Page excerpt —

Asynchronous vCPU Unplug in libvirt

Live resizing of virtual machines is usually described as an administrative operation: add memory, remove a CPU, adjust placement, and continue running. The details are more subtle. Removing a vCPU from a running QEMU guest requires coordination between the host and the guest; The host can request removal of the CPU device, but the guest still has to cooperate before the operation can be considered complete. This post describes a new enhancement to “synchronous” vCPU unplug in libvirt, why it is useful for orchestration applications using libvirt, and how to use it correctly.

Background

Live vCPU changes are a common part of virtualization management. A management service may reduce the number of vCPUs assigned to a running guest when load drops, when capacity must be reclaimed, or when a policy engine decides that a guest should be resized without a reboot.

For QEMU guests, unplugging a vCPU is not simply a matter of editing libvirt’s live domain state. libvirt asks QEMU to remove the CPU device, QEMU coordinates that request with the guest, and final completion is reported only after the guest-visible removal has happened. The operation therefore has two separate phases:

request submission -> guest-visible removal

Historically, the public API exposed this mostly as a synchronous operation. That was usable for callers that wanted to block until libvirt’s wait finished, but it was not a good fit for event-driven management software.

Asynchronous vCPU unplug adds a clearer contract for libvirt’s QEMU driver. The application can ask libvirt to submit the unplug request and return once QEMU accepts it. Final completion is then reported through a vCPU-specific domain event.

The Problem with Synchronous vCPU Unplug

When libvirt unplugs a QEMU vCPU synchronously, the QEMU driver sends a device_del request and waits for QEMU’s DEVICE_DELETED event before finishing the live domain state update. This is correct from libvirt’s point of view: the vCPU should not disappear from libvirt’s live state until QEMU has actually reported that the device is gone.

The difficulty is that the waiting policy belongs to libvirt, not to the application. In the existing path, callers are bound to libvirt’s internal wait behavior. For QEMU device unplug this is normally a short built-in timeout, with a longer timeout on ppc64.

That default is necessarily generic. It is not aware of the caller’s infrastructure concerns, including but not limited to:

how busy the control plane is;
whether this operation is part of a larger resize workflow;
how long the guest is expected to take under current load;
whether the caller would rather wait for 500 ms, 30 seconds, or hand the operation to a background reconciler;
what retry, alerting, or rollback policy the surrounding system wants to use.

In other words, the synchronous API made libvirt responsible both for submitting the operation and for deciding how long the caller should wait. Large management systems usually prefer that split differently: libvirt should perform the hypervisor operation and report authoritative state changes, while the management layer should own policy decisions such as timeouts.

What Was Missing

Returning early from an unplug request is only useful if the caller can still learn what happened later. Before asynchronous vCPU unplug, libvirt had a generic failure event for rejected device removals, but it did not have a successful vCPU-specific completion event.

Data extract —
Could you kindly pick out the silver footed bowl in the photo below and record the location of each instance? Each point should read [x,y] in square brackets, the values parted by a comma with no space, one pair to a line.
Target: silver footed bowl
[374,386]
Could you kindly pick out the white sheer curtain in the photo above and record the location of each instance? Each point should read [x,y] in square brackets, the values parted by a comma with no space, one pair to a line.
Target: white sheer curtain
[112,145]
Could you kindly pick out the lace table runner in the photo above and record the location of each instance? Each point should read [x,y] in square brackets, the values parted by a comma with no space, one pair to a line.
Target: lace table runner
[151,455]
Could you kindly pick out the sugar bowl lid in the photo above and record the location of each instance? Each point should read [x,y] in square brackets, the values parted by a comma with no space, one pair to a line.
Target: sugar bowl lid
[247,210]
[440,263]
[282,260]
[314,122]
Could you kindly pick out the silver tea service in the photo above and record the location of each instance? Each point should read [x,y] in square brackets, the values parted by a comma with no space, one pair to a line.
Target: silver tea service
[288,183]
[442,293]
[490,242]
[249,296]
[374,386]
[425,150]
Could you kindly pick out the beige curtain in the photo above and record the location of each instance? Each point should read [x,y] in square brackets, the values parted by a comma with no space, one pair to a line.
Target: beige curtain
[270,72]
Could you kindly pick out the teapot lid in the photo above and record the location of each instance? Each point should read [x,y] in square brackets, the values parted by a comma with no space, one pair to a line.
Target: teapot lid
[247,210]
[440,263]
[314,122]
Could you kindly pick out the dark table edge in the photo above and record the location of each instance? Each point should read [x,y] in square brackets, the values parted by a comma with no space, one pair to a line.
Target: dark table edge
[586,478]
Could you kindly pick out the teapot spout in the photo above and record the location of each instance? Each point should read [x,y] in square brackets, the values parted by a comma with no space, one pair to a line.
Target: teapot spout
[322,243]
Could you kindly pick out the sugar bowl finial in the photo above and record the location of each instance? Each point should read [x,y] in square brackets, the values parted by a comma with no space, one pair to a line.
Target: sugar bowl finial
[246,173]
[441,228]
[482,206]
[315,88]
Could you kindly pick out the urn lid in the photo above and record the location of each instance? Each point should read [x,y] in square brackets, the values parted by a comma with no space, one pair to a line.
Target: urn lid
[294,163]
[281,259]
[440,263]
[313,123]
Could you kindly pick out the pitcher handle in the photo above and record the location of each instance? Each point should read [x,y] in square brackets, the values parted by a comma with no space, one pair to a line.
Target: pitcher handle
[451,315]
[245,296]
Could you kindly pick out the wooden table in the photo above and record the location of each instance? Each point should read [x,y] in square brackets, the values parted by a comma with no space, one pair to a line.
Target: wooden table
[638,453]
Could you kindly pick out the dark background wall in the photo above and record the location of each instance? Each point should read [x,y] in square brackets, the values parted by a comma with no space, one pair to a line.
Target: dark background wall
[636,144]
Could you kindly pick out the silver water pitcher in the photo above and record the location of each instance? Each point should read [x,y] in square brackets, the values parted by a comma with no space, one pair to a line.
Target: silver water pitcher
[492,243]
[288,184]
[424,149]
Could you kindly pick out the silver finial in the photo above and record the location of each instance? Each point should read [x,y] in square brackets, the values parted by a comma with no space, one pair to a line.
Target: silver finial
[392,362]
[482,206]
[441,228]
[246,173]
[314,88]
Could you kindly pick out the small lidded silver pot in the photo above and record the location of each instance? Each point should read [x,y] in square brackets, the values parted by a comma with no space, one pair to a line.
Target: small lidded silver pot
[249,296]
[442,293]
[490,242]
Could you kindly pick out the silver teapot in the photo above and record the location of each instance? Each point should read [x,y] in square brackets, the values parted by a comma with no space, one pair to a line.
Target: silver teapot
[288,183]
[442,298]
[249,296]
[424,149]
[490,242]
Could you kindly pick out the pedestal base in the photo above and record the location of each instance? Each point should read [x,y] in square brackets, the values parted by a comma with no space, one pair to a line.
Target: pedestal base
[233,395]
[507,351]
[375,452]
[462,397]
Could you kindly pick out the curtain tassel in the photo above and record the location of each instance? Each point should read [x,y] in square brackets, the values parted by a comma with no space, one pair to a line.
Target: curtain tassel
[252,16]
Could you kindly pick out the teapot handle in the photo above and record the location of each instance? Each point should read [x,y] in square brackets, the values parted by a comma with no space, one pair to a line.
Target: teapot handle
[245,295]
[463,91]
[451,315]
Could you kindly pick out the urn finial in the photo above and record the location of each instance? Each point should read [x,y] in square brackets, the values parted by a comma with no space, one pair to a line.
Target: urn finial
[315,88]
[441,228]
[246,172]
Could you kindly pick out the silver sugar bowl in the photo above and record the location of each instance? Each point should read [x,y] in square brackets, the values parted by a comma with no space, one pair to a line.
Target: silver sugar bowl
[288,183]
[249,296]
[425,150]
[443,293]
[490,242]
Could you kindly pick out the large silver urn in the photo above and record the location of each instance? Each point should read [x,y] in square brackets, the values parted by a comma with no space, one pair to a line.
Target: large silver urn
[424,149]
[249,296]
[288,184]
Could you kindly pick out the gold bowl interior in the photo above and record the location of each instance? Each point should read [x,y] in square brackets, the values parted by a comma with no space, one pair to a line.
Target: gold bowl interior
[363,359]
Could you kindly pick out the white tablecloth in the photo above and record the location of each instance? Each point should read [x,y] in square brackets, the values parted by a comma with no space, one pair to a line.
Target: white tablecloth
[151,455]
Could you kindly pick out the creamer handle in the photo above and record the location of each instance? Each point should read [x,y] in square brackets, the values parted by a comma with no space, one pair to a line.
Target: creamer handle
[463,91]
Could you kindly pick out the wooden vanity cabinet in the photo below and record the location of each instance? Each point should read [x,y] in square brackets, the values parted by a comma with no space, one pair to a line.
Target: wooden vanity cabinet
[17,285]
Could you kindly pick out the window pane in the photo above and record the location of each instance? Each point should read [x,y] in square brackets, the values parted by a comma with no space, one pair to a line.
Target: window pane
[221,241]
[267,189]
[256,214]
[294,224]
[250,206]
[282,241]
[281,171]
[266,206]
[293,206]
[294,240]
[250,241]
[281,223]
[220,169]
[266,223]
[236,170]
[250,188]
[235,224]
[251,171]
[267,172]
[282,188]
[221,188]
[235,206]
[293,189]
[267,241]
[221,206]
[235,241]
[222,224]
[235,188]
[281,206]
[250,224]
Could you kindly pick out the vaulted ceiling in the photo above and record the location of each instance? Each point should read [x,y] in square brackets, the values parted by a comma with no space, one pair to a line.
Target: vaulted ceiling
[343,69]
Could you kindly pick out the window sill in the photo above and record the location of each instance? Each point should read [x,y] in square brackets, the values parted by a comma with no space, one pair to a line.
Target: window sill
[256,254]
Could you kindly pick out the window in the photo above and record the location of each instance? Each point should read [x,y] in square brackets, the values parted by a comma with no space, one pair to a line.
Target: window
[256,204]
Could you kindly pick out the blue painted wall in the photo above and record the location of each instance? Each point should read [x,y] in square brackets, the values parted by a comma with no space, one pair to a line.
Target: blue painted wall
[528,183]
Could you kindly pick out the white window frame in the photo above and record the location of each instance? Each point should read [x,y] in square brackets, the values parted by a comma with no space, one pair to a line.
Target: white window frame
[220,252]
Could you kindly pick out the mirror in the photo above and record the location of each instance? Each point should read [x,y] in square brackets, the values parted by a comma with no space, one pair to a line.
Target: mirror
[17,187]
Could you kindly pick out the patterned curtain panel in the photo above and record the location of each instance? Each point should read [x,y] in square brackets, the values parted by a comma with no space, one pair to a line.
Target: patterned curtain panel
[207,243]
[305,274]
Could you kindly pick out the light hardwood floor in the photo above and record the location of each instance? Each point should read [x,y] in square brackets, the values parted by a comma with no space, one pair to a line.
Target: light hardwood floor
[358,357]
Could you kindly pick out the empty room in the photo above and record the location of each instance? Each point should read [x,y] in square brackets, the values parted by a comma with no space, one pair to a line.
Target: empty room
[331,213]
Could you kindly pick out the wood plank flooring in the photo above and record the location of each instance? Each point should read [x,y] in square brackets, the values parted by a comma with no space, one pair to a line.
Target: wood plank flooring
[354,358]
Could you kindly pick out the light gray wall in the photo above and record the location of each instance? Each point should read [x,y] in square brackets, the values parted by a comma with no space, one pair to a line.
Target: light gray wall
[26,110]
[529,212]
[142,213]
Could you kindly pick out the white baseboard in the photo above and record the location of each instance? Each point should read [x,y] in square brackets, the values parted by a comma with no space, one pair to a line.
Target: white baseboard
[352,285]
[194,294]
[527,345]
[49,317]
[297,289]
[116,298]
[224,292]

Problem set —
- A) Answer these questions using the post on asynchronous vCPU unplug in libvirt.
(i) When unplugging a QEMU vCPU synchronously, what request does the QEMU driver send, and which QEMU event does it wait for?
(ii) On which platform is libvirt's built-in timeout for QEMU device unplug longer?
(iii) Before asynchronous vCPU unplug, what kind of event did libvirt have for rejected device removals?
- B) Write what comes next in the post on asynchronous vCPU unplug in libvirt, starting after its last sentence.

Responses by task —
- A)
(i) It sends a device_del request and waits for QEMU's DEVICE_DELETED event.
(ii) On ppc64.
(iii) A generic failure event.

- B)
That missing success event was the main contract gap. A management application could not safely treat an accepted request as completed, because the guest might still be using the vCPU. If no completion was observed within libvirt’s built-in wait window, the application had to inspect or re-query domain state manually to find out whether the unplug eventually completed. If the application knew that the guest was heavily loaded and wanted to wait longer, the synchronous API did not give it a way to enforce that policy.

The missing piece was a new interface that could distinguish these outcomes:

API failure
    The request was not accepted.

API success
    The request was accepted, but the vCPU may still be present.

VIR_DOMAIN_EVENT_ID_VCPU_REMOVED
    Final success for a specific libvirt XML vCPU ID.

VIR_DOMAIN_EVENT_ID_DEVICE_REMOVAL_FAILED
    Final failure after a request had already been accepted.

The new event, VIR_DOMAIN_EVENT_ID_VCPU_REMOVED, provides the missing success side. Its callback receives the libvirt vCPU ID:

typedef void (*virConnectDomainEventVcpuRemovedCallback)(virConnectPtr conn,
                                                         virDomainPtr dom,
                                                         unsigned int vcpuid,
                                                         void *opaque);

The vcpuid value matches the <vcpu id='...'> value from the domain XML. This is the value that management software should use when updating its model of the guest.

Application-Defined Timeouts

The most important behavioral change is that timeout policy can now move out of libvirt and into the management or orchestration application.

With the asynchronous flow, the application can mark a vCPU removal as pending, start its own timer, and then react to whichever terminal condition arrives first:

API returns success
    Start application timeout and keep the vCPU removal pending.

vcpu-removed arrives
    Cancel the timeout and apply the state change.

device-removal-failed arrives
    Cancel the timeout and fail the pending operation.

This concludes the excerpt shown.